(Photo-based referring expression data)
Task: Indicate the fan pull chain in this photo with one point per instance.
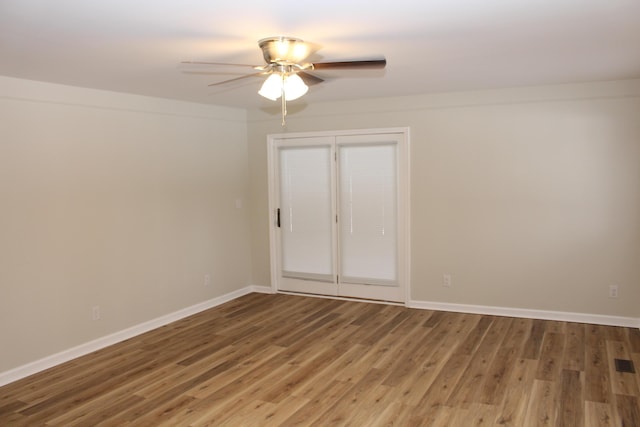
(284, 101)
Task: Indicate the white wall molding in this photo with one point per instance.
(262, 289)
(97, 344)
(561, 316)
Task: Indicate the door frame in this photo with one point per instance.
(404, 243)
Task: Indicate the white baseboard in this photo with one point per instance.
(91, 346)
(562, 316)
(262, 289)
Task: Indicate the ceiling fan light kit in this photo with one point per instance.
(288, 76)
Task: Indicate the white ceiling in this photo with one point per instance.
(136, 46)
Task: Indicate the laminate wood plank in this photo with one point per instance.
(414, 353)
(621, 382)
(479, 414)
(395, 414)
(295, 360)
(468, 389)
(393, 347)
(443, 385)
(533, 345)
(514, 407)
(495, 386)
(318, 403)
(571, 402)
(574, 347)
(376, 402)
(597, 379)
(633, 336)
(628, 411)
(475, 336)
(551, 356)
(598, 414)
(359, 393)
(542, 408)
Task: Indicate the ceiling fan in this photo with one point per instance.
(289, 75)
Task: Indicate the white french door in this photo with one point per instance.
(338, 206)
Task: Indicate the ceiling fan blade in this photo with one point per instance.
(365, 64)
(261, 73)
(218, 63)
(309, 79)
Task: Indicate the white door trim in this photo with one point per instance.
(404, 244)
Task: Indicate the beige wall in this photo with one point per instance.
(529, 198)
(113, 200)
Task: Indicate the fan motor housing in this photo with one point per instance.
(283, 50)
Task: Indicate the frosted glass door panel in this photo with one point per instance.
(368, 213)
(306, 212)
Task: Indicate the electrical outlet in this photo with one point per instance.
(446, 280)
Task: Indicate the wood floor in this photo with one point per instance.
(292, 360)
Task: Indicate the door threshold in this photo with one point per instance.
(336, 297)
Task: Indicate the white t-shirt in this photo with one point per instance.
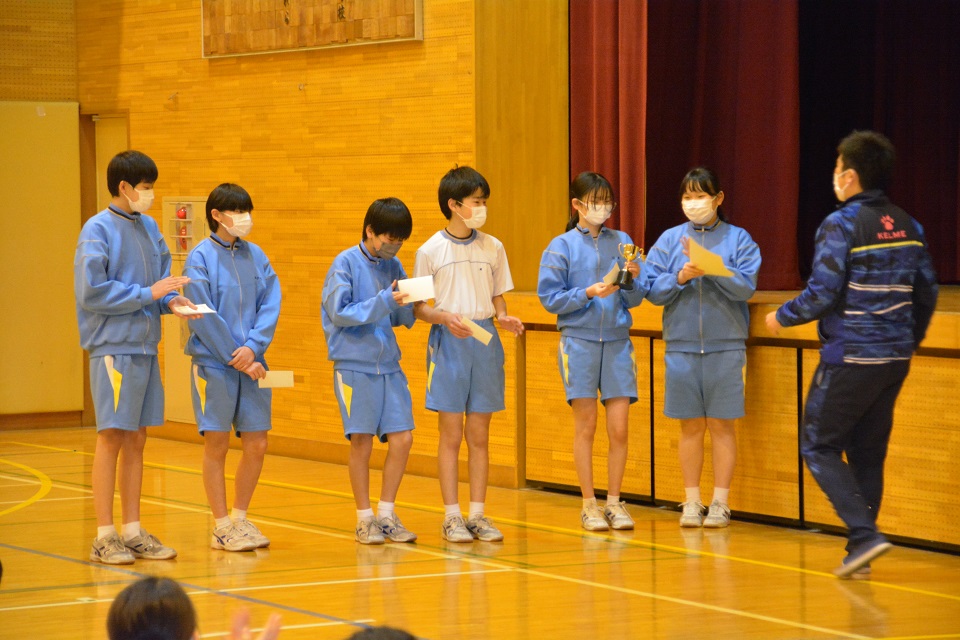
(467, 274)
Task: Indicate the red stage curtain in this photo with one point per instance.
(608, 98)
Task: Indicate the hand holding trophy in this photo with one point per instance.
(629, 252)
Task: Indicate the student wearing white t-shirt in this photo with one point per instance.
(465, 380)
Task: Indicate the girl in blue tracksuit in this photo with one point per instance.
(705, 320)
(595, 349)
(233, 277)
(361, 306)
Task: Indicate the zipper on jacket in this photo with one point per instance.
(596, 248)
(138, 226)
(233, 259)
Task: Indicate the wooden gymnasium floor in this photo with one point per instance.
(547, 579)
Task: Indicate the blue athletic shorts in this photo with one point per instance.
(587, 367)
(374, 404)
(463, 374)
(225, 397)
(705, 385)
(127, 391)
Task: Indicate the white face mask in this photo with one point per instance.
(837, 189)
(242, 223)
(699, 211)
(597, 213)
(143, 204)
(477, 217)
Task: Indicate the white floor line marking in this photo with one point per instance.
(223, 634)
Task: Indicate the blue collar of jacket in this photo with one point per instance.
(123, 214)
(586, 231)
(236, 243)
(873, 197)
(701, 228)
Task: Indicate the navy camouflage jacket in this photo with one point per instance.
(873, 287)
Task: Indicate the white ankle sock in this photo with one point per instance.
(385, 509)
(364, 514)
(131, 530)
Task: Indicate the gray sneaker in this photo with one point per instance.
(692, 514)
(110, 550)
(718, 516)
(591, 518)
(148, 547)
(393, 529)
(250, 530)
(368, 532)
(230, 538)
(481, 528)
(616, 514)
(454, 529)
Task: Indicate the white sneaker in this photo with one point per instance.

**Aim of the task**.
Only an exact copy of the records, free of images, belongs in the answer.

**Response**.
Task: Indicate the fan pull chain in this photo with one point per instance.
(284, 101)
Task: Indicate the white wall molding in this photo with one point per instance.
(262, 289)
(97, 344)
(561, 316)
Task: Indicate the door frame in this photo with one point per instance.
(404, 243)
Task: Indicate the white baseboard in this photo with one point per instance.
(91, 346)
(562, 316)
(262, 289)
Task: Indicate the ceiling fan light kit in this photo with one point per instance.
(288, 76)
Task: Indicate the white ceiling in this photo with one point per instance.
(136, 46)
Task: Indicate the laminate wood plank in this photo with one point per instance.
(414, 353)
(621, 382)
(479, 414)
(395, 414)
(295, 360)
(468, 389)
(393, 347)
(443, 385)
(533, 345)
(514, 407)
(495, 386)
(318, 403)
(571, 402)
(574, 347)
(376, 402)
(597, 379)
(633, 336)
(628, 411)
(475, 336)
(551, 356)
(598, 414)
(359, 393)
(542, 408)
Task: Indicate the ceiling fan in this photo with one point per instance.
(289, 75)
Task: Indicate the white french door in this photo with one point per instance.
(338, 206)
Task: Indicate the ceiling fan blade in this photo with one point per instance.
(365, 64)
(261, 73)
(218, 63)
(309, 79)
Task: Indicate the white door trim in this photo with one point per instance.
(404, 244)
Task: Indicate the beige wall in this photo with one point per instance.
(529, 198)
(113, 200)
Task: Indicate the fan motor housing in this photo with one point per instance.
(283, 50)
Task: Indicate the frosted glass door panel in this photo with one point per instance.
(368, 213)
(306, 212)
Task: Indicate the electrical outlet in this photo with one point per instance.
(446, 280)
Task: Indicate the wood floor in this photo with one point per instance.
(292, 360)
Task: Indicate the door threshold in this photo with one point per instance.
(336, 297)
Task: Indicate the white t-shirt in this photo with one point per instance.
(467, 274)
Task: Indicate the red stage curtain in this photo with one point per instance.
(608, 98)
Task: Indicate the hand holding trophy in this photo with one point per instance.
(629, 252)
Task: Indicate the student wearing white t-shirt in this photo with one point per instance.
(465, 380)
Task: Indicate the girl in blue tracksuit in this photo with one point per instance.
(705, 320)
(595, 349)
(233, 277)
(361, 306)
Task: Indicate the zipper on jacket in this photo with one point per instance.
(596, 248)
(138, 226)
(233, 259)
Task: Indicate the wooden gymnasium floor in this photo with one point per instance.
(547, 579)
Task: Indicate the blue athletic shorts in this photo with one point per instance.
(587, 367)
(374, 404)
(463, 374)
(225, 397)
(705, 385)
(127, 391)
Task: Indicate the white face mask in this photo with one point per instance.
(837, 189)
(242, 223)
(699, 211)
(597, 213)
(143, 204)
(477, 217)
Task: Indicate the white floor line marking in this photo with one point per instance.
(223, 634)
Task: Indicate the blue collar of jacket in this photo with one point per instance.
(123, 214)
(586, 231)
(236, 243)
(873, 197)
(701, 228)
Task: Indicate the navy camouflage jacket in this photo with one point per instance.
(873, 287)
Task: Indicate the white ankle sock in this photo with one point per instance.
(385, 509)
(364, 514)
(131, 530)
Task: Indicate the gray sneaker in this photo with one point per instance.
(692, 514)
(110, 550)
(718, 516)
(591, 518)
(148, 547)
(393, 529)
(250, 530)
(368, 532)
(230, 538)
(481, 528)
(616, 514)
(454, 529)
Task: Indicate the white sneaker in this photo with one point per instance.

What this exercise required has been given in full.